• [Verilen görev A]:
Aşağıdaki metinde "bu gizemli yapı" için kullanılan niteleme ifadelerini sıralayın.
• [Verilen görev B]:
Aşağıdaki metne göre ilk bilgisayarlar ne büyüklükteydi?
• [Verilen görev C]:
Aşağıdaki metni kaldığı yerden sürdürün.

##### Metin #####

20. yüzyılın ikinci yarısından itibaren, kendilerine bu
soruyu
daha sıkça sormaya başlayan bilim dünyası; araştırmalarını
artırarak bu konuya ağırlık vermeye başladı.
Yapılan çalışmalar neticesinde bu gizemli yapının ne kadarını
kullandığımız netleşmese de, gerçekten karmaşık ve bir o
kadar
da olağanüstü yeteneklere sahip olduğunu artık biliyoruz.
Insanoğlunun geldiği ve gitmekte olduğu yola bakarsanız aslında
bunu kavramak o kadar da zor değil. Bundan elli yıl önce
hayal olanlar, bugün gerçekliğimizin ayrılmaz bir parçası.
Ilk bilgisayarlar evimize dahi sığmayacak büyüklükteyken,
şimdi onlardan çok daha güçlü ve hızlı olanlarını cebimizde
taşıyoruz.

##### Kayıtlı liste #####

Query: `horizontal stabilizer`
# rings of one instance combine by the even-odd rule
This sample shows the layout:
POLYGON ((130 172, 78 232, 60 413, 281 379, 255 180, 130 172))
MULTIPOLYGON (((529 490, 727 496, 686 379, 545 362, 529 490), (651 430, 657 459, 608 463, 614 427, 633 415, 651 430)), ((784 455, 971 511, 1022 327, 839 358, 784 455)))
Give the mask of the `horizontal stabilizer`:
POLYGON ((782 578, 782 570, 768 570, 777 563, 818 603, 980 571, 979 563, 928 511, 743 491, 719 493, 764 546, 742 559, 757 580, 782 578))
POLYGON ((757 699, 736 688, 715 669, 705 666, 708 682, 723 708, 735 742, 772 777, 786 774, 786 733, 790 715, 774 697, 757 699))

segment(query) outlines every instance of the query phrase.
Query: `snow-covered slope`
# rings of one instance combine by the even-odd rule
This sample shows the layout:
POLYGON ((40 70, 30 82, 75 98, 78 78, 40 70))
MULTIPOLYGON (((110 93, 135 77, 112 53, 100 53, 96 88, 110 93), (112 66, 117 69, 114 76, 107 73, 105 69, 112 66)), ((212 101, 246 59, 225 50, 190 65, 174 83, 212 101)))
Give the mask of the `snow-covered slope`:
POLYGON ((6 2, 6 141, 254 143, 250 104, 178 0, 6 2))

#####

• [Doğru yanıt A]:
gizemli
karmaşık
olağanüstü yeteneklere sahip

• [Doğru yanıt B]:
Evimize dahi sığmayacak büyüklükteydi.

• [Doğru yanıt C]:
Cep telefonlarıyla görüntülü iletişim kurmaktan, kredi
talebine kadar her şeyi yapıyoruz. Sanal alem ile gerçek alem birbirine
o kadar karıştı ki, teknolojinin hızına yetişmek için ne
yapacağımızı bile şaşırmış durumdayız.
Dedelerimiz, babalarımız olanlar karşısında şaşkına dönüp,
defalarca kullanma kılavuzunu okudukları halde hiçbir şey
anlamazken, biz anne karnında eğitim almışız gibi iki düğmeye basıp
bitiriyoruz işi. Bir de üstüne üstlük, büyüklerin bunu nasıl
çözemediklerine anlam veremiyoruz.
Onlarsa bizim zekamız karşısında
gururla, bir tavus kuşu misali kabarıyorlar:
"Bizim oğlan çok zeki maşallah,
ben bu DVD'nin altyazı ayarlarını yapayım diye ders kitabı
gibi kılavuzu
okurken, aldı kumandayı eline başlattı filmi, yapıştırdı
altyazıyı. Nerden
anladı şaştım kaldım. Ben diyordum zaten televizyonun karşısında
saatlerce oturup, boş boş baktığına
aldanmayın, bu çocuk zeki diye…"
Şimdi bu durum size üstünlük sağlıyor gençler ama fazla
sürmeyecek saltanatınız. Beyin denen mucidin yapacaklarına sizinde yetişmekte
zorlanacağınız zaman gelecek elbet. Onun sınırsızlığının farkına vardıkça,
sizin de soluğunuz kesilecek.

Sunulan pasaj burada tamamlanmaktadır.